Instructions to follow: Rewrite the entries starting with the line with "Practice. Annotate every instance of the dog's head" and going on through the line with "x=747 y=349", requests included, and scale the answer coordinates by 0.5, rounding each to a whole number with halves going up. Leave the numbers in the requests and their format samples unchanged.

Entries from a point annotation set:
═══

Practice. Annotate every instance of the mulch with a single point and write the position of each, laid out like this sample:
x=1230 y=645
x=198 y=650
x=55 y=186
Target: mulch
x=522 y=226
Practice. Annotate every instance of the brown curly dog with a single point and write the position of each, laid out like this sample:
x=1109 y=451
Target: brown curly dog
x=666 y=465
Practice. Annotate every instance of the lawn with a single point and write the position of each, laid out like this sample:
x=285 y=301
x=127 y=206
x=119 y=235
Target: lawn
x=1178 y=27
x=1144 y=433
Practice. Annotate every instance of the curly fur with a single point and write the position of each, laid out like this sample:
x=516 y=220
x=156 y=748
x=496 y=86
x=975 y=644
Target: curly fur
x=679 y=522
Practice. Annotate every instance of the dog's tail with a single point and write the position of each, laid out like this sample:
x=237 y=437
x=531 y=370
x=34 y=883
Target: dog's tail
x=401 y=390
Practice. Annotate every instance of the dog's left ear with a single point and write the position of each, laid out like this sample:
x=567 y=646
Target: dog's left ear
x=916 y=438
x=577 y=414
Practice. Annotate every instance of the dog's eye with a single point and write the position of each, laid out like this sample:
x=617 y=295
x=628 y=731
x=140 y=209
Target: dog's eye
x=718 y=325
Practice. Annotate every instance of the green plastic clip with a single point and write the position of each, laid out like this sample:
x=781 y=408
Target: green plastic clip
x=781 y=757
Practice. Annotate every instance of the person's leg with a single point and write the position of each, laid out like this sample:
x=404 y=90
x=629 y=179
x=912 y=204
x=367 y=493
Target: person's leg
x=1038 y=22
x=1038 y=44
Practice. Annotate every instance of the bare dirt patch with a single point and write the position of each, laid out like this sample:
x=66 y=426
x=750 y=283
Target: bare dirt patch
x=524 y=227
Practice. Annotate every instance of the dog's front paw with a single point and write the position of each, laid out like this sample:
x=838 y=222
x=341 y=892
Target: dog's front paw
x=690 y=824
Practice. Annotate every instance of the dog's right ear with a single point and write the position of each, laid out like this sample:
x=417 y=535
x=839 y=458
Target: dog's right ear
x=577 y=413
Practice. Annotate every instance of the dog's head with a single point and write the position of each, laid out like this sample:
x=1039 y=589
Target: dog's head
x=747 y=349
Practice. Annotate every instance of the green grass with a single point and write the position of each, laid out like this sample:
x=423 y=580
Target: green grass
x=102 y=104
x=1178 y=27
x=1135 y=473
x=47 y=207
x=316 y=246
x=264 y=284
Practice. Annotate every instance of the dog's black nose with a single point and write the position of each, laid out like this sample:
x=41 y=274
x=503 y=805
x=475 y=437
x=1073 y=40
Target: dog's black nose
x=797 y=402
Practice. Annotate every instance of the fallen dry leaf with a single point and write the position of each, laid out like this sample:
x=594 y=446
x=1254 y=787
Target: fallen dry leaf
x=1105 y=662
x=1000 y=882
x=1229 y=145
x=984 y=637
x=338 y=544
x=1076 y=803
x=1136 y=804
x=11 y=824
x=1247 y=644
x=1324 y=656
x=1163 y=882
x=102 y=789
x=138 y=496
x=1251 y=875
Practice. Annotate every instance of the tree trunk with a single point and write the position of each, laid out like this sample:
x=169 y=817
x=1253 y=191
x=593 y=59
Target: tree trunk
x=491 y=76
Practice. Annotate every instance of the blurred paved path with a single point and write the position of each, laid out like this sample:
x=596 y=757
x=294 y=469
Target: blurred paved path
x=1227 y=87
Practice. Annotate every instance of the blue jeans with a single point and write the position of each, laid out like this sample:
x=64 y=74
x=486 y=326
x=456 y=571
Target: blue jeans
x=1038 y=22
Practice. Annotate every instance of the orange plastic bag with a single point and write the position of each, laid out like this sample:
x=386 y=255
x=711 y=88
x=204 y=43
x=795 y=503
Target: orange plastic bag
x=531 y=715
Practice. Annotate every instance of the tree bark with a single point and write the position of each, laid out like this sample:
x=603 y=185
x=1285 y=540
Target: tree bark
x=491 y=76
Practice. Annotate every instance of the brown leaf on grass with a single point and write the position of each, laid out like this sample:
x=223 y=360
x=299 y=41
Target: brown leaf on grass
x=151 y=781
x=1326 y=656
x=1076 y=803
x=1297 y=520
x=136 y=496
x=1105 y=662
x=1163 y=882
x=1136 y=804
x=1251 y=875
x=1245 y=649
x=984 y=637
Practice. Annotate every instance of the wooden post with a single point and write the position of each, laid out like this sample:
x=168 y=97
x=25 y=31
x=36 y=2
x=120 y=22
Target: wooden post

═══

Exercise answer:
Practice. Annotate every instance of the dog's head with a single point and write the position of each, laid out like this sample:
x=1039 y=589
Target: dog's head
x=374 y=175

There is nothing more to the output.